- Short task -
Please reproduce every entry below word for word, changing nothing.

- Exercise materials -
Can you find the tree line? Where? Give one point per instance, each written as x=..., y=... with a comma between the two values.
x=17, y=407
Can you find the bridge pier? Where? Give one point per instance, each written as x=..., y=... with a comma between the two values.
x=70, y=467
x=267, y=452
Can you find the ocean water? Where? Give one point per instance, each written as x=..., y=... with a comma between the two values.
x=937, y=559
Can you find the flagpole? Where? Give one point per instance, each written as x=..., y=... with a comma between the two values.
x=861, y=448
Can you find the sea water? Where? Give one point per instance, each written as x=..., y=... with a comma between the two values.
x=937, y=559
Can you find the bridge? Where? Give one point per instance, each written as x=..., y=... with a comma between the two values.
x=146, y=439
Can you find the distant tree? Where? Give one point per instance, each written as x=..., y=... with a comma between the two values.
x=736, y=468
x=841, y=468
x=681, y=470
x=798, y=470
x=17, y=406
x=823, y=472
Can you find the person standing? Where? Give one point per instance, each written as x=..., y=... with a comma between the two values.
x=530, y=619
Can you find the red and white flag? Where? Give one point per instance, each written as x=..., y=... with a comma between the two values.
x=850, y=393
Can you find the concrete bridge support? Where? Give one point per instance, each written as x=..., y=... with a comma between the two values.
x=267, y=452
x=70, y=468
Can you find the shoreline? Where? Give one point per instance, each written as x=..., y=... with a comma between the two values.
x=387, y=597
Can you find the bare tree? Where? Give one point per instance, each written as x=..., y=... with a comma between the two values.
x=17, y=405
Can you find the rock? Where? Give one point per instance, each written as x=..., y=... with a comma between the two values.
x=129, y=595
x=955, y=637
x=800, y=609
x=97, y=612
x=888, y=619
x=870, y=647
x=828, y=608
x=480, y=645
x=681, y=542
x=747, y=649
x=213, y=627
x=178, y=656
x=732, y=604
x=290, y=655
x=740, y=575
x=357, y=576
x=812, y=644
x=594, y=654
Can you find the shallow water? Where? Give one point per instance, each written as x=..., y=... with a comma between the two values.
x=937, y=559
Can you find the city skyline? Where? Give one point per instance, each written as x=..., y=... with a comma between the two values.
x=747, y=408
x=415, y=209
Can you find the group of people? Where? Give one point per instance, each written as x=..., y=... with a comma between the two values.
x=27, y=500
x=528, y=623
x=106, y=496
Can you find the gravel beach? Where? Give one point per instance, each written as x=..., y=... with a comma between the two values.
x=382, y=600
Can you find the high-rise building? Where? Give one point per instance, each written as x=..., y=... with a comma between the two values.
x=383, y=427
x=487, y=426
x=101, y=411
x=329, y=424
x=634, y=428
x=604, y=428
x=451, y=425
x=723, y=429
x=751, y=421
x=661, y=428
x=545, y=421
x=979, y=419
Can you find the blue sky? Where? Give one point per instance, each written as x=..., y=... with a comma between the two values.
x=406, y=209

- Worked answer -
Can you find the tree line? Where? Give one point per instance, each written as x=..., y=... with a comma between the two values.
x=17, y=407
Can you find the bridge pier? Where? Give one point per instance, each written as x=..., y=... with a comma between the two values.
x=70, y=467
x=267, y=452
Can you find the ocean water? Where? Give one point per instance, each written as x=..., y=... with a comma between the two values.
x=937, y=559
Can you find the flagpole? Where? Give one point per instance, each written as x=..., y=... with a comma between the two values.
x=861, y=448
Can you find the sea water? Where? Give one point per instance, each written as x=..., y=... with a comma between the two values.
x=937, y=559
Can you find the bridge? Where? Give one point per instance, each written as x=..., y=... with a comma between the two values.
x=146, y=439
Can you find the distant tree? Where? Give one point per instance, each written as x=..., y=... with a comma between the two values.
x=736, y=468
x=841, y=468
x=681, y=470
x=798, y=470
x=17, y=406
x=823, y=472
Can you find the person standing? Where? Give one point per instance, each written as x=..., y=... with a comma between the two values.
x=530, y=619
Can you find the red and white flag? Where? Give one point per instance, each written as x=..., y=... with a comma between the two values.
x=850, y=393
Can you find the concrete bridge support? Where? Give one point per instance, each written as x=..., y=... with a comma between the two values.
x=267, y=452
x=70, y=468
Can you find the shoreline? Where? Give one point per instance, each written as x=..., y=... with a comma between the two values.
x=387, y=597
Can you find the bare tree? Where? Give one point per instance, each written as x=..., y=... with a comma between the two values.
x=17, y=405
Can you find the rock? Where? Give one point per instance, each written as x=..., y=... with a comma between the two values.
x=129, y=595
x=955, y=637
x=800, y=609
x=97, y=612
x=888, y=619
x=870, y=647
x=828, y=608
x=480, y=645
x=681, y=542
x=747, y=649
x=213, y=627
x=178, y=656
x=732, y=604
x=290, y=655
x=740, y=575
x=357, y=576
x=812, y=644
x=594, y=654
Can you find the shallow water? Where? Give one point per instance, each written as x=..., y=... with a comma between the two values.
x=937, y=559
Can you find the city skyline? Where? Give one point per instance, each written as x=..., y=... with a comma between the two values.
x=747, y=408
x=415, y=209
Can you find the group of people? Where? Give one point per instance, each written as x=..., y=... with a comma between the two values.
x=27, y=500
x=528, y=623
x=106, y=496
Can you find the gravel beach? Where? Give one point per instance, each written as x=..., y=... with a comma between the two values.
x=382, y=600
Can you find the high-rise building? Where? Give one point per instance, each written as x=..., y=... with a comma between the two values.
x=383, y=427
x=487, y=426
x=101, y=411
x=329, y=424
x=634, y=428
x=604, y=428
x=451, y=425
x=723, y=429
x=751, y=421
x=661, y=428
x=545, y=421
x=979, y=419
Can you find the blue sky? Where? Give one point per instance, each written as x=..., y=... with a comma between the two values.
x=406, y=209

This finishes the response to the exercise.